**INSTRUCTIONS TO FOLLOW:**
In the entries below, the lines from the one with "Target: robe hood" through the one with "Reviewer note: every instance of the black" are to be copied exactly; both ends count.
[Start of section]
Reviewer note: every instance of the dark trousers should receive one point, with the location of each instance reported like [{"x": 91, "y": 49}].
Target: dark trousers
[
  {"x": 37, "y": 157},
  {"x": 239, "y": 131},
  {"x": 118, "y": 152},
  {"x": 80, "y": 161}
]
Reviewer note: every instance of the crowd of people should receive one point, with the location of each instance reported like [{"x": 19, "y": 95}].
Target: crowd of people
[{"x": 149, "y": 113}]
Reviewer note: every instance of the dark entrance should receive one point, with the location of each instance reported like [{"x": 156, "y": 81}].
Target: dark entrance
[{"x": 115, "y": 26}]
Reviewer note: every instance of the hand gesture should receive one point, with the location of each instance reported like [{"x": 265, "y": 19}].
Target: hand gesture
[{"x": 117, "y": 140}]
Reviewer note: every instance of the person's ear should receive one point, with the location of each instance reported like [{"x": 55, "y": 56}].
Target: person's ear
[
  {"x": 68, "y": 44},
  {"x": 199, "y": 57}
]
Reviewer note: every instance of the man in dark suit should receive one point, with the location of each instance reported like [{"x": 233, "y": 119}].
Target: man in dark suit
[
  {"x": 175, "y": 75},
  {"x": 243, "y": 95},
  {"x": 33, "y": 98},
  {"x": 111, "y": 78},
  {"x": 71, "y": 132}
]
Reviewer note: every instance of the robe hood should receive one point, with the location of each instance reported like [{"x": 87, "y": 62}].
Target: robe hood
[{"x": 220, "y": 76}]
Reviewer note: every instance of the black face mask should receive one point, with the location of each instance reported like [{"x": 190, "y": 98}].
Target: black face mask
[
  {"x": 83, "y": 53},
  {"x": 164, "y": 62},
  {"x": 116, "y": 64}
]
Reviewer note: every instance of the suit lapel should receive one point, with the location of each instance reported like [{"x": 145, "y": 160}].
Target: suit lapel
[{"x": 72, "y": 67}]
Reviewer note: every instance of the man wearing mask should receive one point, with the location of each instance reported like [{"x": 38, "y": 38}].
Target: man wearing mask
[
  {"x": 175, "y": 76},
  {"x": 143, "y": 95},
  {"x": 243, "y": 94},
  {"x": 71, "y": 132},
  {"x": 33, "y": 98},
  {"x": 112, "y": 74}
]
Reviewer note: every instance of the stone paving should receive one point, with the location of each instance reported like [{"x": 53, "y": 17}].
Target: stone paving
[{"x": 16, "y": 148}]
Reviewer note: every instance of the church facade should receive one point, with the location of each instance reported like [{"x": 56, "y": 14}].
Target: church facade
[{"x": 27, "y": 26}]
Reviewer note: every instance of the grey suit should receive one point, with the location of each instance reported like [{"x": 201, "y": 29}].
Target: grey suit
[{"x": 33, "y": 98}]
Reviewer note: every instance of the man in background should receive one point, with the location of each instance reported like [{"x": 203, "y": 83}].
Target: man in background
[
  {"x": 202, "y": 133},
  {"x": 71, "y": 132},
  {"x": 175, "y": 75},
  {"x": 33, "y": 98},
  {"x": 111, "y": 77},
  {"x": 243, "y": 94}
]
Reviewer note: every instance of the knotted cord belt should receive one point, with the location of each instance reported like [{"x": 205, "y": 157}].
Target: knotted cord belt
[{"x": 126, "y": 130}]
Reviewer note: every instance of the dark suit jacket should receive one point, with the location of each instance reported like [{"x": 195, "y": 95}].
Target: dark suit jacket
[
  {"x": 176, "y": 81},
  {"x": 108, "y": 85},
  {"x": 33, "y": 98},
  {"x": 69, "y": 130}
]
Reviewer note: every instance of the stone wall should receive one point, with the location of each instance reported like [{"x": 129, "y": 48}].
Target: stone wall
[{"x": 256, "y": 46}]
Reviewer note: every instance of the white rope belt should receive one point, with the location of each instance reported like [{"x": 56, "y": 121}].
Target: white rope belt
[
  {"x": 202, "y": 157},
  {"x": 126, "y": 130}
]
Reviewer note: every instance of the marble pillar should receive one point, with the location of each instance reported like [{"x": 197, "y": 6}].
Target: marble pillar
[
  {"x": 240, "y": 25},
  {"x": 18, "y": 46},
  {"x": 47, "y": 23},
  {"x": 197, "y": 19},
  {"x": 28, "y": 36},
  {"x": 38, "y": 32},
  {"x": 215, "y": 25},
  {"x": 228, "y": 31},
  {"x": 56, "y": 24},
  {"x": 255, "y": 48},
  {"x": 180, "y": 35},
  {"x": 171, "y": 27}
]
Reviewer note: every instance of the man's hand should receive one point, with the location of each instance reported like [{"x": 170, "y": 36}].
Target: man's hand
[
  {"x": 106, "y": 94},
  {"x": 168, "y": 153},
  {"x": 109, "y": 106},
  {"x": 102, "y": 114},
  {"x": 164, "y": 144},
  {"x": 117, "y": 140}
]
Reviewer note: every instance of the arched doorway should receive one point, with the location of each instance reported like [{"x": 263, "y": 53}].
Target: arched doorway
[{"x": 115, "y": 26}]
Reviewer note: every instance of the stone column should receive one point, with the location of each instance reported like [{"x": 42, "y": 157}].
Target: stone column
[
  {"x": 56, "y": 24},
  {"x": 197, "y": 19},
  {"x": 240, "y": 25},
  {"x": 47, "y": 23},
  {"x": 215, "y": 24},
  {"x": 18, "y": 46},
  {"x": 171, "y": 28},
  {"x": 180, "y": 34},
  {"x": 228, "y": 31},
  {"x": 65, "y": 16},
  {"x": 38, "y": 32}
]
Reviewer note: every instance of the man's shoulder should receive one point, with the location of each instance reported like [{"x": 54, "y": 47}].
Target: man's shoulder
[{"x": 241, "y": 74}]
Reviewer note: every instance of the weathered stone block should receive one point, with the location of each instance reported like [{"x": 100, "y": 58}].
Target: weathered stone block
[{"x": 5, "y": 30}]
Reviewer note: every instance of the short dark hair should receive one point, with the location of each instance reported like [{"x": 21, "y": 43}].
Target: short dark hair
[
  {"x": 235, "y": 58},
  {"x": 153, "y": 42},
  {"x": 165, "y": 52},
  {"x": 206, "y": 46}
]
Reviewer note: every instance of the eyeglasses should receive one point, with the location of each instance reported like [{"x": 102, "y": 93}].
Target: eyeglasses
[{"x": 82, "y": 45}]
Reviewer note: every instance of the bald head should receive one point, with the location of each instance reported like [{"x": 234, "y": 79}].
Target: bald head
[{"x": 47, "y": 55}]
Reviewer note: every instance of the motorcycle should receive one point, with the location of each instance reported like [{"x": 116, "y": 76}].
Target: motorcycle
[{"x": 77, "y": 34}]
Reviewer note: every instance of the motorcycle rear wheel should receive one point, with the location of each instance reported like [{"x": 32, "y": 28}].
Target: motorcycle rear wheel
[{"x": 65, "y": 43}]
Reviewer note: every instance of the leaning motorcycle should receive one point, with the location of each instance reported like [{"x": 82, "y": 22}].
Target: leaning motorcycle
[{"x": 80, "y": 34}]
[End of section]
**TASK OUTPUT:**
Target: robe hood
[{"x": 220, "y": 76}]
Reviewer note: every instance of the black face mask should receive one point, with the location of each instance reported like [{"x": 190, "y": 98}].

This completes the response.